--- Start Recorded data ---
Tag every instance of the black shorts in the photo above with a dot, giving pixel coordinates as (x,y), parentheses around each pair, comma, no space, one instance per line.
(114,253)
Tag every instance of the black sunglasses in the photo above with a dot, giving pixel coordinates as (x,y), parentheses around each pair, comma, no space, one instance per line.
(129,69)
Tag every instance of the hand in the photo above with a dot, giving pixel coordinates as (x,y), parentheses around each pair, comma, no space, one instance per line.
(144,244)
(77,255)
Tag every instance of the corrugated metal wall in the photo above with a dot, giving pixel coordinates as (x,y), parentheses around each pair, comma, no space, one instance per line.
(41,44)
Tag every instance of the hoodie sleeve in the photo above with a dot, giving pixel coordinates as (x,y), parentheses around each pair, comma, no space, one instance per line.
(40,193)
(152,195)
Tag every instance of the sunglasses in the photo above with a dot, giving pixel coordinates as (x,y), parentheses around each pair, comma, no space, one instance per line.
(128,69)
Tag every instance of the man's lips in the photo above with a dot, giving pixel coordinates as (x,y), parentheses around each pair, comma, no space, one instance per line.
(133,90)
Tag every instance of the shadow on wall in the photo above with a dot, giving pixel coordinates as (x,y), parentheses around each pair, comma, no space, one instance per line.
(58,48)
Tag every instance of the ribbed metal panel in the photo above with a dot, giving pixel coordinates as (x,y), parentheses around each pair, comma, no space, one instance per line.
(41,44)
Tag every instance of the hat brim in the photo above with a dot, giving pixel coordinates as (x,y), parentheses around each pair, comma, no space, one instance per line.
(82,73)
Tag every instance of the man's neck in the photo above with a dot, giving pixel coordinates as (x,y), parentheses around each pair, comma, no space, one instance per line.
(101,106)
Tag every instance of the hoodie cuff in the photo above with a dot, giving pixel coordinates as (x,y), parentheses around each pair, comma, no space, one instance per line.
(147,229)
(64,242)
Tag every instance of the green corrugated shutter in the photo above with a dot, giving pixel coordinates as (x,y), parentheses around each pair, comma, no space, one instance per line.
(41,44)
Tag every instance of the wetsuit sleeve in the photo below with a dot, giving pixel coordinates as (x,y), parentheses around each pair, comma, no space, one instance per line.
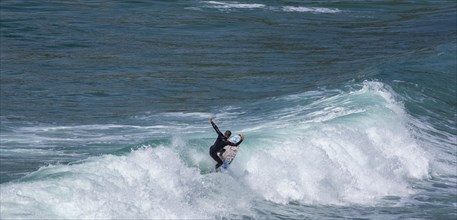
(216,128)
(233,144)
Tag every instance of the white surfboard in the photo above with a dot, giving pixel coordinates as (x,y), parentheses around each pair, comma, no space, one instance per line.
(230,152)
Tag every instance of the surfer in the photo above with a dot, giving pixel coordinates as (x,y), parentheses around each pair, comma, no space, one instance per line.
(221,142)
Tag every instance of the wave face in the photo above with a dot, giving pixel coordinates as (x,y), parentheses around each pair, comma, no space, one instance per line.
(329,148)
(348,107)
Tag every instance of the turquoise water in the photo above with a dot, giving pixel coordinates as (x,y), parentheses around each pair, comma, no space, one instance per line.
(349,109)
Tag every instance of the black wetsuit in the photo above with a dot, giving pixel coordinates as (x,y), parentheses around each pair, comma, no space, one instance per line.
(219,145)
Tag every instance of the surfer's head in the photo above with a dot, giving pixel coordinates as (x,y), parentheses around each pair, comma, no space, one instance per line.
(227,133)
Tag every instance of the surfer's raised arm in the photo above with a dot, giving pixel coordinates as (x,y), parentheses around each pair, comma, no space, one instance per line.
(215,126)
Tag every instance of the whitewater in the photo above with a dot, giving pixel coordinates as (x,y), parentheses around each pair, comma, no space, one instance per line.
(348,109)
(328,148)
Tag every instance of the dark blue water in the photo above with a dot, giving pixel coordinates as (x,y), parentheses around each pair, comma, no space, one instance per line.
(349,109)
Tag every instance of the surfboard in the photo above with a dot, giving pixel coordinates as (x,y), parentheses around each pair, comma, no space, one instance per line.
(230,152)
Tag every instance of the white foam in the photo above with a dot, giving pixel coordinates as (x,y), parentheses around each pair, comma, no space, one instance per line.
(231,5)
(354,147)
(310,9)
(146,184)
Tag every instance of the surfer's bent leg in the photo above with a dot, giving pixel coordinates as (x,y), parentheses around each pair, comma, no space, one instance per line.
(214,155)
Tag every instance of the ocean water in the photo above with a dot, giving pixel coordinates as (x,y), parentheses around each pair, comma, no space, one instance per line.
(348,107)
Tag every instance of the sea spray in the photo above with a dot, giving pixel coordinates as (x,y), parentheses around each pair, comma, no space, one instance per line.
(147,183)
(355,147)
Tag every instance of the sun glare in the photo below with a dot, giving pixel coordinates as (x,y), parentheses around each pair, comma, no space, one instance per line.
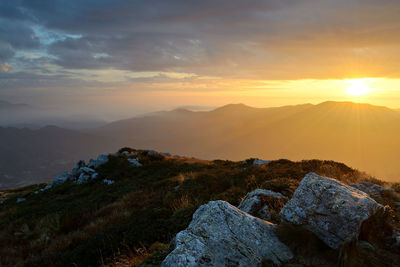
(358,87)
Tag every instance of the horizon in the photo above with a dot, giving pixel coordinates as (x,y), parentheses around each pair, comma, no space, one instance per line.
(124,59)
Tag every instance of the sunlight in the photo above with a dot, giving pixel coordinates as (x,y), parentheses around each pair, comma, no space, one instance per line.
(358,87)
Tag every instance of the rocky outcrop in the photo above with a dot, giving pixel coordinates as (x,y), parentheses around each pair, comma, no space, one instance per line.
(80,173)
(135,162)
(258,162)
(101,159)
(222,235)
(379,193)
(330,209)
(263,203)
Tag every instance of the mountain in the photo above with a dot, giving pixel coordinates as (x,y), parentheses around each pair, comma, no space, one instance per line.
(4,105)
(361,135)
(32,156)
(26,116)
(129,210)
--- End Recorded data ---
Each line above is to be copied verbatim. Drop any image from the copy.

» **Output below**
Tag every instance of the black shorts in the photo above with a dot, giving pixel coordinates as (x,y), parentheses around each pair, comma, no space, one instance per line.
(114,253)
Tag every instance of the black sunglasses in the photo above with a dot, giving pixel coordinates as (x,y), parentheses around each pair, comma, no space, one instance per line.
(129,69)
Tag every instance of the hand in the photo above with a dot, giving pixel coordinates as (x,y), parentheses around each pair, comma, no space, one instance per line.
(144,244)
(77,255)
Tag every instance of the corrugated metal wall in the photo above with a dot, giving pixel coordinates as (x,y), parentheses around each pair, comma, no space, one instance per line.
(41,44)
Tag every instance of the hoodie sleeve in the photo above with a dot, giving pixel coordinates as (x,y), parentheses around each pair, comma, no space, one instance per line.
(40,193)
(152,195)
Tag every instance of the sunglasses in the photo above with a dot, giving pixel coordinates as (x,y), parentheses around each pair, comma, no space, one instance per line.
(128,69)
Tag every instance of the man's lips in the photo above with a dot, giving pixel coordinates as (x,y), parentheses around each pair, comma, no space, one instance per line.
(133,90)
Tag every instance of the shadow on wall in the photo above with a dot, giving pixel coordinates as (x,y), parentheses around each pair, comma, no space, one instance per line.
(58,48)
Tag every instance of the ribbed metal panel in the photo above with a dot, giving pixel coordinates as (x,y), parentheses around each pair, comma, no space, one instance per line.
(41,44)
Tag every instance of the hat brim in the photo above with a dot, giving pixel coordinates as (x,y), parentheses around each pair, comma, no space, one instance per line.
(82,73)
Tag every instance of the man's neck in the photo above with a dot, giving pixel coordinates as (x,y), parentheses around each pair, comma, no space, one instance per line.
(101,106)
Tag every instance of the hoodie cuff in the photo above with a dot, giving pixel coordinates as (x,y), parentheses around each pair, comma, no space, one instance per line.
(147,229)
(64,242)
Tag every instance of the green corrugated shutter in the photo above with a dot, giving pixel coordinates as (x,y), parentheses around each pair, comma, no space, one instance per line.
(41,44)
Tag every instance of the wetsuit sleeve in the photo below with a dot, giving pixel coordinates as (x,y), parentheses around each pair, comma, no space, one instance per line.
(216,128)
(233,144)
Tag every instance of the white surfboard in the photo above with a dot, giving pixel coordinates as (x,y), parentheses around each pair, comma, no space, one instance per line.
(230,152)
Tag every instance of the surfer in the photo above with a dot, giving pixel coordinates as (x,y), parentheses around each pair, comma, no space, one instance per line.
(221,142)
Tag every instance of the wave face in the photo above with a dot, giving pixel coordinates as (x,y), parentheses around each pair, comma, no space, one instance per line.
(329,148)
(348,107)
Tag every instance of the turquoise water in the photo above with a dot, giving pixel coordinates as (x,y), parentheses around each pair, comma, no space, one instance per line.
(349,109)
Tag every instance of the black wetsuit in the photo above with a dot, giving pixel coordinates as (x,y), parentheses around each pair, comma, no space, one instance per line.
(219,145)
Tag every instance of the surfer's head in the photo above with a dot, giving pixel coordinates as (x,y), parentheses around each pair, comma, no space, one instance per line.
(227,133)
Tag every instance of the surfer's raised arm in the photo above with a dot, giving pixel coordinates as (x,y), parentheses around each pair, comma, no space, one instance per line.
(215,126)
Tag every instance of the whitewater in the photo above with a dot, giving pixel coordinates as (x,y), parentheses around each pair, comma, no space, one instance per line.
(348,109)
(328,148)
Tag every instance of the dark blue water in the photo above with a dot, giving pixel coordinates as (x,y), parentheses around each pair, comma, no space, one instance per line.
(349,109)
Tag every instance of the surfboard in the photo above with a dot, giving pixel coordinates as (x,y), parentheses around each pair, comma, no space, one instance per line.
(230,152)
Tag every instance of the white foam in the photo above with a dot, giving pixel coordinates as (x,y), parentheses around each pair, comma, no space, one instance per line.
(231,5)
(354,147)
(310,9)
(146,184)
Tag every instance of the surfer's bent leg in the photo above with a dot, giving pixel coordinates as (x,y), parentheses around each pair, comma, no space, one instance per line.
(214,155)
Tag every instance of the ocean water in the photo above with a dot, giving pixel coordinates as (x,y), parentheses around each pair, comma, no space, one instance per line.
(348,107)
Tag every instance of the sea spray in the photo above with a dot, giving pixel coordinates as (x,y), parentheses around each pair, comma, no space, one instance per line.
(147,183)
(355,147)
Tag every instance of the sun glare in the photo below with a dot, giving pixel coordinates as (x,y), parentheses around each pair, comma, no space, one instance per line.
(358,87)
Tag every instance of the horizon in the photo above with a dot, giving pixel coordinates as (x,y), parentheses around each pair, comma, no space, one instance per line.
(124,59)
Tag every instance of the sunlight in the photo above with a dot, giving pixel coordinates as (x,y), parentheses around each pair, comma, no space, one instance per line.
(358,87)
Tag every instance of the rocky outcrop in the photo above with a dot, giving pixel coordinates as (x,y), parentheses around each pair, comma, no space, one instance per line.
(80,173)
(135,162)
(258,162)
(101,159)
(222,235)
(379,193)
(330,209)
(263,203)
Tag every instance of the mountain in the photo above with a dot, giving pixel coordinates as (x,y), parentheses around each pair, comma, no space, one instance per line.
(4,105)
(361,135)
(32,156)
(26,116)
(129,210)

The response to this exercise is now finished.